• **Page excerpt**
* start *

Spreadsheets vs CRM: How CRM tools help your salespeople excel

Spreadsheets. Love them or loathe them, they’re a mainstay of modern business. Yet all too often, everyone from SMEs to government entities uses spreadsheets like databases – something they’re not built to do.

Additionally, there’s some truth to the corny saying, “Your network is your net worth”. Maintaining connections with prospects and your wider business community is paramount for any small or growing business.

So why do so many small businesses rely on spreadsheets for customer relationship management? Your contact database is a precious resource, so it’s puzzling to see so many organisations force the square peg that is contact management into the round hole of a spreadsheet.

Let’s explore the myriad benefits of a for-purpose SaaS CRM platform over using a spreadsheet and how CRMs help salespeople perform at the top of their game.

An uncluttered view of each prospect

When all your contacts are held in a spreadsheet “database”, you have no choice but to view the current worksheet. There’s no way to single out and focus on a specific record, which can be highly distracting when you’re on a high-pressure sales call.

Yet CRMs display each record in an uncluttered, individual view so you can focus on them and them alone when you speak to each prospect.

Integrations, integrations, integrations!

There’s much more to customer relations than simply holding static contact data. You need to actively interact with your prospects and schedule timely follow-ups and appointments. But you can’t really do that from a spreadsheet. If you did want to schedule a call or drop someone an email, you’d have to open your email or calendar app and carry out that action separately.

It may not seem like much, but switching between tasks and windows greatly impacts productivity. The added manual element also means that occasional, inevitable slip-ups will happen, potentially resulting in misscheduled follow-ups, forgotten opportunities, and disappointed prospects.

The answer here is integration. Spreadsheets don’t integrate with anything, but CRMs are designed to play nicely with other productivity tools. Most will sync with calendar tools like Google or Microsoft 365, so scheduled follow-ups and appointments are less likely to slip through the net. Many let you email prospects directly from that contact’s record screen. Some CRMs integrate with accounting software and calling functions to create a comprehensive, synchronised business ecosystem.

Collaboration, delegation, and strategy

Sales is all about strategy. When you formulate a new strategic plan of attack, your sales team needs to be totally coordinated, in sync, and on the same page—working in lockstep. You also need to measure the progress and success of any strategy, monitoring essential KPIs so you can course-correct if needed.

Coordinating and accountability are essential when executing a surgically precise strategy. But on a spreadsheet, it’s easy to lose track of who’s doing what, when, and why. With a CRM, on the other hand, each rep’s actions are tied to their login, so you can easily see which prospects are assigned to which team member, who carried out what actions, and when you see database modification histories, and even delegate tasks.

Better visualise the sales process

Your sales team needs to understand the fundamental stages of your sales pipeline. Many of us envisage this as a sales “funnel”. Yet when you have a completely textual system like a spreadsheet, you can easily lose sight of your buyer’s journey and, in turn, just how close each prospect is to buying.

CRMs excel (pardon the pun) at visualising the sales pipeline. Visual widgets and reports (like our sales funnel dashboard widget and forthcoming Kanban board functionality) allow your sales reps to see, at a glance, how close their prospects are to a sale at any time. This can help them spot close-to-closing opportunities and other quick wins that get drowned out in a spreadsheet.

* end *

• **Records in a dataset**
* start *

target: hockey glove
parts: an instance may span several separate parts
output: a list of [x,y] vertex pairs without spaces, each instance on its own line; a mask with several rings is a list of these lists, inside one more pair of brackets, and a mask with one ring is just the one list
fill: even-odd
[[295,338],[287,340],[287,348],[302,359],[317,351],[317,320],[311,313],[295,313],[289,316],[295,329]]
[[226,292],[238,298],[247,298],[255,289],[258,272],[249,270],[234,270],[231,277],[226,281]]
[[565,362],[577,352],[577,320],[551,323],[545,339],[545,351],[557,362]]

* end *

Reproduce the article on spreadsheets versus CRM tools, everything from "Yet CRMs display" down to "Integrations, integrations, integrations!", replacing "individual" with "separate".

Yet CRMs display each record in an uncluttered, separate view so you can focus on them and them alone when you speak to each prospect.

Integrations, integrations, integrations!